**Document passage**
Herman is a town in Sheboygan County, Wisconsin, United States. The population was 2,044 at the 2000 census. It is included in the Sheboygan, Wisconsin Metropolitan Statistical Area. The unincorporated communities of Ada, Edwards, and Franklin are located in the town.

Geography
According to the United States Census Bureau, the town has a total area of 34.2 square miles (88.7 km2), of which, 34.1 square miles (88.4 km2) of it is land and 0.1 square miles (0.3 km2) of it (0.32%) is water.

Demographics
As of the census of 2000, there were 2,044 people, 574 households, and 458 families residing in the town. The population density was 59.9 people per square mile (23.1/km2). There were 592 housing units at an average density of 17.3 per square mile (6.7/km2). The racial makeup of the town was 95.40% White, 2.50% African American, 0.10% Native American, 1.08% Asian, 0.54% from other races, and 0.39% from two or more races. Hispanic or Latino of any race were 1.22% of the population.

There were 574 households, out of which 35.9% had children under the age of 18 living with them, 72.3% were married couples living together, 3.1% had a female householder with no husband present, and 20.2% were non-families. 15.7% of all households were made up of individuals, and 5.7% had someone living alone who was 65 years of age or older. The average household size was 2.76 and the average family size was 3.07.

**Provided data**
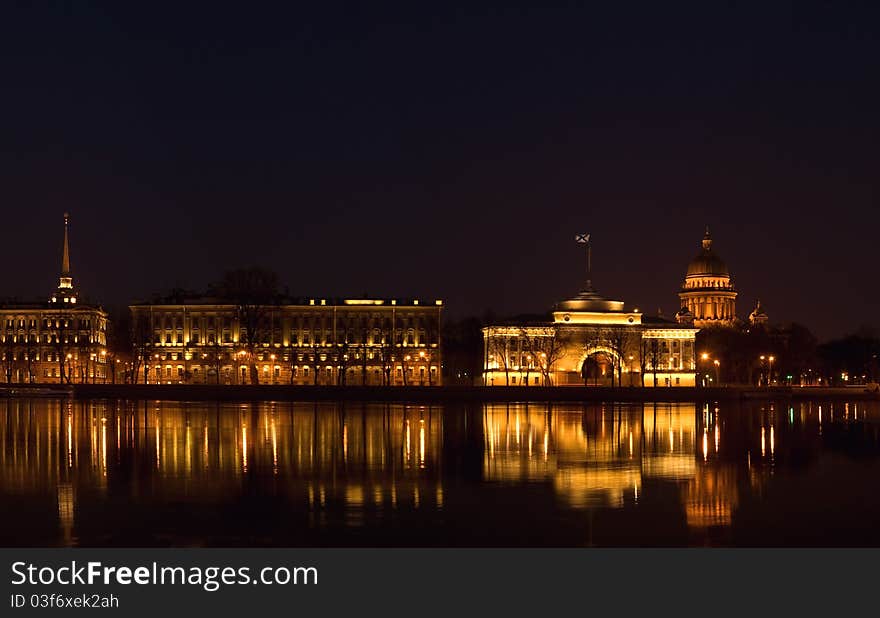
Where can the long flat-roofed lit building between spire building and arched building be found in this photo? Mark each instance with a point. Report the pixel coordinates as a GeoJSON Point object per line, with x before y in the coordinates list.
{"type": "Point", "coordinates": [208, 340]}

**Check your understanding**
1. Which unincorporated communities lie within the town, according to the article on Herman, Wisconsin?
2. Please extend the article on Herman, Wisconsin, picking up right after its final sentence.

**Answers to the tasks**
1. Ada, Edwards, and Franklin.

2.
In the town, the population was spread out, with 20.4% under the age of 18, 24.5% from 18 to 24, 25.4% from 25 to 44, 20.1% from 45 to 64, and 9.6% who were 65 years of age or older. The median age was 30 years. For every 100 females, there were 113.6 males. For every 100 females age 18 and over, there were 116.8 males.

The median income for a household in the town was $51,875, and the median income for a family was $60,568. Males had a median income of $36,841 versus $26,375 for females. The per capita income for the town was $24,007. About 2.0% of families and 5.3% of the population were below the poverty line, including 1.6% of those under age 18 and 15.2% of those age 65 or over.

Education
 Lakeland University is located in the town.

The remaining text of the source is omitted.